**Given exercise a**
List every conductive via that the semiconductor device 100 includes, according to the semiconductor device description below.

**Extract to read**
━━━━━━━━━━━━━━━━

FIG. 1 shows a semiconductor device 100. The semiconductor device 100 can be a portion of an electrical device. The semiconductor device 100 can be a portion of a termination circuit of an electrical device. The semiconductor device 100 can be a portion of a driver/driving circuit of an electrical device. The semiconductor device 100 can be integrated with a memory device.

The semiconductor device 100 includes a substrate 10, active regions 12a and 12b, gate regions 14a and 14b, conductive layers 16a, 16b, 18a and 18b, and conductive vias 20a, 20b, 20c, 20d and 20e. The active regions 12a and 12b can be the source region or the drain region of a transistor. The gate regions 14a and 14b can be a polysilicon gate or a metal gate. The conductive layers 16a and 16b can extend in a substantially identical direction. The conductive layers 16a and 16b can be substantially parallel to each other. The conductive layers 18a and 18b can extend in a direction different from that of the conductive layers 16a and 16b. The conductive layers 18a and 18b can be substantially parallel to each other. The conductive layers 18a and 18b can be substantially perpendicular to the conductive layers 16a and 16b. The conductive layers 16a, 16b, 18a and 18b can be disposed on the same side of the substrate 10.

The conductive layers 16a and 16b can be referred to as horizontal metal layers in the subsequent paragraphs. The conductive layers 18a and 18b can be referred to as vertical metal layers in the subsequent paragraphs.

The conductive via 20a can be in contact with both the conductive layer 16a and the conductive layer 18a. The conductive via 20b can be in contact with both the conductive layer 16a and the conductive layer 18b. The conductive via 20a can penetrate both the conductive layer 16a and the conductive layer 18a. The conductive via 20b can penetrate both the conductive layer 16a and the conductive layer 18b.

The conductive layer 18a can be electrically connected to the conductive layer 18b through the conductive layer 16a and the conductive vias 20a and 20b. The conductive vias 20a and 20b can also be in contact with the active region 12a. At least a portion of the conductive vias 20a can be embedded within the active region 12a. At least a portion of the conductive vias 20b can also be embedded within the active region 12a.

The active regions 12a and 12b can be electrically connected through the conductive layer 18a and the conductive vias 20a and 20c. At least a portion of the conductive vias 20c can be embedded within the active region 12b.

The gate region 14a can be disposed between the conductive layer 18a and the conductive layer 18b. The gate region 14a can be isolated from the conductive layers 16a, 18a and 18b. The gate region 14a can be separated from the conductive layers 16a, 18a and 18b. The gate region 14a can be spaced apart from the conductive layers 16a, 18a and 18b.

In some embodiments, the conductive layer extending in the horizontal direction of FIG. 1 (i.e., conductive layer 16a) can be connected between two adjacent conductive layers (i.e., conductive layers 18a and 18b) that extend in the vertical direction. In some other embodiments, the horizontal conductive layer can connect two vertical conductive layers that are not adjacent to each other.

━━━━━━━━━━━━━━━━

**Given exercise b**
Rewrite the entries from the line with "of the sunlit" to the line with "[[317, 42]]" as a Markdown table with the columns Row and Line. Number each line and leave out blank lines.

**Material provided**
━━━━━━━━━━━━━━━━

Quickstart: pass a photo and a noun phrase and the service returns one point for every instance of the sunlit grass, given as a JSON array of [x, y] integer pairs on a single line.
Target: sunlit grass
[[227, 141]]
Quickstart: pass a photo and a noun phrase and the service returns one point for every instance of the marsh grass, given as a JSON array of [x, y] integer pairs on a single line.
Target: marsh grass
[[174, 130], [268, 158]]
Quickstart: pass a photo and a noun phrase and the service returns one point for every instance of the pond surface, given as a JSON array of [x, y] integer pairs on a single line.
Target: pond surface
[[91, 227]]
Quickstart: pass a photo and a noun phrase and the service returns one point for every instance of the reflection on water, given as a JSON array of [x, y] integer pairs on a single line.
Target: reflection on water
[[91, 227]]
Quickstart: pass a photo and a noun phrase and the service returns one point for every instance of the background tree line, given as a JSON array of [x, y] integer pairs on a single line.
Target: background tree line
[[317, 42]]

━━━━━━━━━━━━━━━━

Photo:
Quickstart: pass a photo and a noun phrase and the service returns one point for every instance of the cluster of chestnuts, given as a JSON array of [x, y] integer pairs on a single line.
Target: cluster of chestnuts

━━━━━━━━━━━━━━━━

**Task response a**
20a, 20b, 20c, 20d, 20e

**Task response b**
| Row | Line |
|---|---|
| 1 | Quickstart: pass a photo and a noun phrase and the service returns one point for every instance of the sunlit grass, given as a JSON array of [x, y] integer pairs on a single line. |
| 2 | Target: sunlit grass |
| 3 | [[227, 141]] |
| 4 | Quickstart: pass a photo and a noun phrase and the service returns one point for every instance of the marsh grass, given as a JSON array of [x, y] integer pairs on a single line. |
| 5 | Target: marsh grass |
| 6 | [[174, 130], [268, 158]] |
| 7 | Quickstart: pass a photo and a noun phrase and the service returns one point for every instance of the pond surface, given as a JSON array of [x, y] integer pairs on a single line. |
| 8 | Target: pond surface |
| 9 | [[91, 227]] |
| 10 | Quickstart: pass a photo and a noun phrase and the service returns one point for every instance of the reflection on water, given as a JSON array of [x, y] integer pairs on a single line. |
| 11 | Target: reflection on water |
| 12 | [[91, 227]] |
| 13 | Quickstart: pass a photo and a noun phrase and the service returns one point for every instance of the background tree line, given as a JSON array of [x, y] integer pairs on a single line. |
| 14 | Target: background tree line |
| 15 | [[317, 42]] |